Text under study
※ ※ ※
Amnesty: Russia may be ‘slowly’ killing Alexey Navalny
FILE PHOTO: A still image taken from video footage shows Russian opposition leader Alexei Navalny, who is accused of flouting the terms of a suspended sentence for embezzlement, inside a defendant dock during the announcement of a court verdict in Moscow, Russia February 2, 2021. Press service of Simonovsky District Court/Handout via REUTERS

Alexey Navalny, the prominent opponent of Russian President Vladimir Putin, is imprisoned in conditions that amount to torture and may slowly be killing him, human rights group Amnesty International said on Wednesday.

Navalny, who last year was poisoned with a military-grade nerve agent, was now being subjected to sleep deprivation and did not have access to a doctor he could trust in jail, it said.

“Russia, the Russian authorities, may be placing him into a situation of a slow death and seeking to hide what is happening to him,” Agnes Callamard, Amnesty International’s secretary general, said ahead of the publication of the group’s annual report.

“Clearly the Russian authorities are violating his rights. We have to do more,” she said. “[They] have already attempted to kill him, they are now detaining him, and imposing prison conditions, that amount to torture.”

Navalny went on a hunger strike last week in an attempt to force the prison holding him outside Moscow to provide him with proper medical care for what he said was acute pain in his back and legs.

‘State-sponsored repression’

The Kremlin has declined to comment on his health, saying it is a matter for the federal penitentiary service. The penitentiary service last week said the 44-year-old was receiving all necessary treatment.

Navalny was jailed in February for two-and-a-half years for parole violations that he called politically motivated.

Moscow, which has cast doubt over his poisoning, paints Navalny as a Western-backed troublemaker bent on destabilising Russia.

Callamard said Navalny’s ill-treatment came at a time when the COVID-19 pandemic had exacerbated inequalities and increased state-sponsored repression in some countries.

Certain governments had used the pandemic against minority groups to repress dissent and human rights, while in other countries there had been a near-normalisation of emergency measures that restricted civil liberties, she added.

“COVID has amplified oppression,” Callamard said.
※ ※ ※
Activities
• a. Translate this sentence from the article on Navalny's imprisonment into Spanish: "Navalny was jailed in February for two-and-a-half years for parole violations that he called politically motivated."
• b. Please set down the part of the Navalny article from "The Kremlin has" up to and including "on destabilising Russia.", word for word.
The rows after the article are separate material, not part of it.

Stored data entries
※ ※ ※
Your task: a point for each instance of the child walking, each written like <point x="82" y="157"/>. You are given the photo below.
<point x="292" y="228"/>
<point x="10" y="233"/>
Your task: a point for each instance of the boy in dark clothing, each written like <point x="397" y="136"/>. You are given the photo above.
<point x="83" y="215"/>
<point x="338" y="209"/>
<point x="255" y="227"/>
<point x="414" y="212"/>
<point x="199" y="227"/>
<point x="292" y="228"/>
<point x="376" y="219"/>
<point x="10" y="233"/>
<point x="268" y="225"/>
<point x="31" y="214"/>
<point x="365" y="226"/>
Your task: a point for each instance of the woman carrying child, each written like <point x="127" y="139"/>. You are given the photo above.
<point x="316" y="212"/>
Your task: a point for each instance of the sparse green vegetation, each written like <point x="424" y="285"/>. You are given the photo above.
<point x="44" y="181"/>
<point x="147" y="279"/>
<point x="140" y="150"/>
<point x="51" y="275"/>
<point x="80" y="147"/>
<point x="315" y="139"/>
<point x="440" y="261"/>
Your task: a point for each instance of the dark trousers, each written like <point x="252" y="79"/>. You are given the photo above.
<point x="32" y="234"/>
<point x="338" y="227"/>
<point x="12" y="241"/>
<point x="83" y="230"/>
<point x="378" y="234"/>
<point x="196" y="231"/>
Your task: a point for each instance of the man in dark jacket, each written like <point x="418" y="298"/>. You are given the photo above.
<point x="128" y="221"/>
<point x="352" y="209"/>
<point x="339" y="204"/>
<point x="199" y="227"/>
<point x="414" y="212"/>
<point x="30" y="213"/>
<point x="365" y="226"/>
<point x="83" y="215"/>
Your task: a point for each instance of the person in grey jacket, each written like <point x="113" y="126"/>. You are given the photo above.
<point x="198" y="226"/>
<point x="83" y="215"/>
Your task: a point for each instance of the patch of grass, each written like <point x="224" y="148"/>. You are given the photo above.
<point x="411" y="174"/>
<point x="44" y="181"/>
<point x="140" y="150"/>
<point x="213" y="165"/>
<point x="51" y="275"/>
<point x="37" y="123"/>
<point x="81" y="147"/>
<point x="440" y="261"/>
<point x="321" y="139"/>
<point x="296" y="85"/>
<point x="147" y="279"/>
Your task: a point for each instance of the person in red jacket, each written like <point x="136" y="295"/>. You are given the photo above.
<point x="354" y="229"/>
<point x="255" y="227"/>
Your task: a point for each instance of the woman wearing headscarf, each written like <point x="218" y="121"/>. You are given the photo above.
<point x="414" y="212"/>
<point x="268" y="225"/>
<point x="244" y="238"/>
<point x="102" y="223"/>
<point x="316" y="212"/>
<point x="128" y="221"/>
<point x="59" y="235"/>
※ ※ ※
Expected responses
• a. Navalny fue encarcelado en febrero por dos años y medio por violaciones de la libertad condicional que él calificó de motivadas políticamente.

• b.
The Kremlin has declined to comment on his health, saying it is a matter for the federal penitentiary service. The penitentiary service last week said the 44-year-old was receiving all necessary treatment.

Navalny was jailed in February for two-and-a-half years for parole violations that he called politically motivated.

Moscow, which has cast doubt over his poisoning, paints Navalny as a Western-backed troublemaker bent on destabilising Russia.